DATA FOR ANALYSIS START
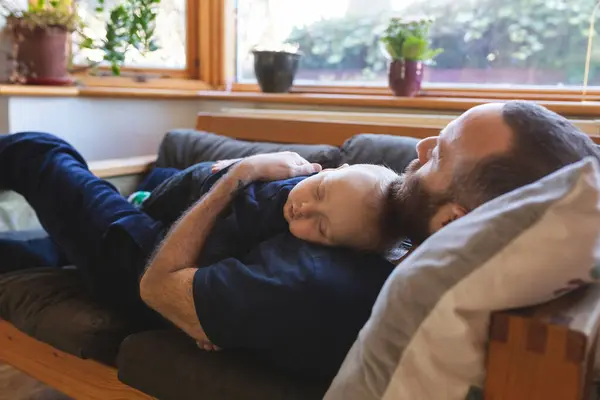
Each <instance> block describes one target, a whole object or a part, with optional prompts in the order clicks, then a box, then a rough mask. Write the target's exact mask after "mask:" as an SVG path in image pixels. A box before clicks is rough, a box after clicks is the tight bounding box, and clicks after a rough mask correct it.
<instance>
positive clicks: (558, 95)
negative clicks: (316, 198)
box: [211, 0, 600, 102]
mask: <svg viewBox="0 0 600 400" xmlns="http://www.w3.org/2000/svg"><path fill="white" fill-rule="evenodd" d="M211 1H216V2H221V4H223V3H224V2H225V1H227V0H211ZM226 7H228V6H226ZM229 7H232V6H231V5H229ZM232 10H233V8H226V12H233V11H232ZM222 23H223V24H225V21H222ZM222 29H225V27H223V28H222ZM227 29H228V30H229V31H230V32H229V35H230V36H231V37H232V38H233V39H232V40H235V38H236V33H235V29H236V27H235V26H228V27H227ZM212 45H213V46H217V45H219V43H216V42H214V43H213V44H212ZM231 57H232V58H233V60H235V57H236V55H231ZM234 62H235V61H234ZM235 73H236V72H235V71H234V72H233V74H235ZM229 78H230V80H231V81H233V82H235V79H233V78H235V77H229ZM230 89H231V90H232V91H234V92H259V91H260V89H259V87H258V85H257V84H253V83H233V84H232V85H231V88H230ZM291 93H296V94H315V95H318V94H324V95H340V96H344V95H352V96H355V95H365V96H390V95H391V91H390V89H389V88H388V87H387V86H356V85H302V84H299V85H294V87H293V88H292V90H291ZM419 97H429V98H462V99H486V100H507V99H522V100H538V101H560V102H596V101H600V88H588V89H587V91H586V92H585V94H584V91H583V88H579V87H572V88H568V89H559V88H555V87H551V86H540V87H535V86H523V87H514V88H498V87H493V86H484V85H481V86H480V87H475V88H472V87H464V86H459V85H456V86H452V85H449V86H446V85H444V86H443V87H440V86H437V85H435V84H433V85H431V84H427V83H425V84H424V85H423V90H422V92H421V93H420V95H419Z"/></svg>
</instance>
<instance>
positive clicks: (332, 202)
mask: <svg viewBox="0 0 600 400" xmlns="http://www.w3.org/2000/svg"><path fill="white" fill-rule="evenodd" d="M371 167H373V166H364V165H355V166H351V167H348V166H344V167H340V168H338V169H329V170H324V171H322V172H321V173H319V174H316V175H313V176H311V177H309V178H307V179H305V180H303V181H302V182H300V183H299V184H298V185H296V186H295V187H294V188H293V189H292V191H291V192H290V194H289V197H288V200H287V202H286V203H285V205H284V207H283V215H284V217H285V219H286V220H287V221H288V223H289V224H290V232H291V233H292V234H293V235H294V236H296V237H297V238H299V239H303V240H306V241H309V242H313V243H320V244H324V245H329V246H350V247H358V248H369V247H370V244H371V243H370V242H373V241H374V240H377V238H374V237H373V234H372V233H373V232H377V224H378V218H377V216H378V215H379V214H378V210H377V207H373V206H370V205H369V204H370V202H369V197H370V196H377V197H378V198H381V195H380V194H378V193H377V190H378V187H379V183H380V182H381V179H382V178H381V176H378V174H377V171H374V168H371ZM390 172H391V171H390ZM371 203H372V201H371Z"/></svg>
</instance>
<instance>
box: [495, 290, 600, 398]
mask: <svg viewBox="0 0 600 400" xmlns="http://www.w3.org/2000/svg"><path fill="white" fill-rule="evenodd" d="M599 322H600V286H598V285H593V286H589V287H585V288H580V289H577V290H575V291H574V292H572V293H569V294H567V295H565V296H562V297H560V298H558V299H555V300H553V301H550V302H548V303H544V304H541V305H538V306H535V307H529V308H525V309H519V310H512V311H506V312H498V313H495V314H494V315H493V316H492V320H491V325H490V337H489V339H490V340H489V345H488V354H487V361H486V370H487V375H486V382H485V399H486V400H534V399H540V400H550V399H557V400H583V399H587V398H588V397H589V394H590V389H591V388H592V385H593V376H592V372H593V367H594V360H595V352H596V342H597V334H598V326H599Z"/></svg>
DATA FOR ANALYSIS END
- **WHAT YOU ARE ASKED TO DO**
Since the copy must contain no pictures, return only the text of the records, exactly as it stands.

- **OUTPUT**
Each <instance> block describes one target, a whole object or a part, with optional prompts in the order clicks, then a box, then a rough mask. Write the target's exact mask after "mask:" as an SVG path in image pixels. A box before clicks is rough, a box after clicks is the tight bounding box, and clicks after a rough mask correct it.
<instance>
positive clicks: (558, 95)
negative clicks: (316, 198)
box: [211, 0, 600, 102]
mask: <svg viewBox="0 0 600 400" xmlns="http://www.w3.org/2000/svg"><path fill="white" fill-rule="evenodd" d="M211 1H216V2H221V4H223V3H224V2H225V1H227V0H211ZM226 7H228V6H226ZM229 7H232V6H231V5H229ZM232 10H233V8H226V12H233V11H232ZM222 23H223V24H225V21H222ZM222 29H225V27H223V28H222ZM227 29H228V30H229V31H230V32H229V35H230V36H231V37H232V38H233V39H232V40H235V38H236V33H235V29H236V27H235V26H228V27H227ZM212 45H213V46H217V45H219V43H216V42H214V43H213V44H212ZM231 57H232V58H233V60H235V57H236V55H231ZM234 62H235V61H234ZM235 73H236V72H235V71H234V72H233V74H235ZM229 78H230V80H231V81H233V82H235V79H233V78H235V77H229ZM230 89H231V90H232V91H234V92H259V91H260V89H259V87H258V85H257V84H253V83H233V84H232V85H231V88H230ZM291 93H296V94H315V95H318V94H324V95H340V96H344V95H352V96H355V95H365V96H390V95H391V91H390V89H389V88H388V87H387V86H356V85H302V84H299V85H294V87H293V88H292V90H291ZM419 97H429V98H462V99H486V100H507V99H522V100H538V101H560V102H596V101H600V88H588V89H587V91H586V92H585V94H584V91H583V88H579V87H572V88H568V89H559V88H555V87H551V86H540V87H535V86H523V87H514V88H498V87H493V86H484V85H481V86H480V87H475V88H472V87H464V86H459V85H456V86H452V85H449V86H446V85H444V86H443V87H440V86H437V85H435V84H433V85H431V84H427V83H425V84H424V85H423V90H422V92H421V93H420V95H419Z"/></svg>
</instance>
<instance>
positive clicks: (332, 202)
mask: <svg viewBox="0 0 600 400" xmlns="http://www.w3.org/2000/svg"><path fill="white" fill-rule="evenodd" d="M371 167H373V166H364V165H355V166H351V167H348V166H344V167H340V168H338V169H329V170H324V171H322V172H321V173H319V174H316V175H313V176H311V177H309V178H307V179H305V180H303V181H302V182H300V183H299V184H298V185H296V186H295V187H294V188H293V189H292V191H291V192H290V194H289V197H288V200H287V202H286V203H285V205H284V207H283V215H284V217H285V219H286V220H287V221H288V223H289V224H290V232H291V233H292V234H293V235H294V236H296V237H297V238H299V239H303V240H306V241H309V242H313V243H320V244H324V245H329V246H350V247H358V248H369V247H370V244H371V243H370V242H373V241H374V240H377V238H374V237H373V234H372V233H373V232H377V224H378V218H377V216H378V215H379V214H378V210H377V207H373V206H370V205H369V204H370V202H369V197H370V196H377V197H378V198H381V195H380V194H378V193H377V190H378V187H379V183H380V182H381V179H382V178H381V176H378V174H377V171H374V168H371ZM390 172H391V171H390ZM371 203H372V201H371Z"/></svg>
</instance>
<instance>
box: [495, 290, 600, 398]
mask: <svg viewBox="0 0 600 400" xmlns="http://www.w3.org/2000/svg"><path fill="white" fill-rule="evenodd" d="M599 322H600V286H598V285H593V286H589V287H585V288H580V289H577V290H575V291H574V292H572V293H569V294H567V295H565V296H562V297H560V298H558V299H555V300H553V301H550V302H548V303H544V304H541V305H538V306H535V307H529V308H525V309H519V310H512V311H506V312H498V313H495V314H494V315H493V316H492V320H491V325H490V337H489V339H490V340H489V345H488V354H487V361H486V370H487V375H486V382H485V399H486V400H534V399H540V400H550V399H557V400H583V399H587V398H588V397H589V394H590V389H591V388H592V385H593V376H592V372H593V367H594V360H595V352H596V342H597V334H598V326H599Z"/></svg>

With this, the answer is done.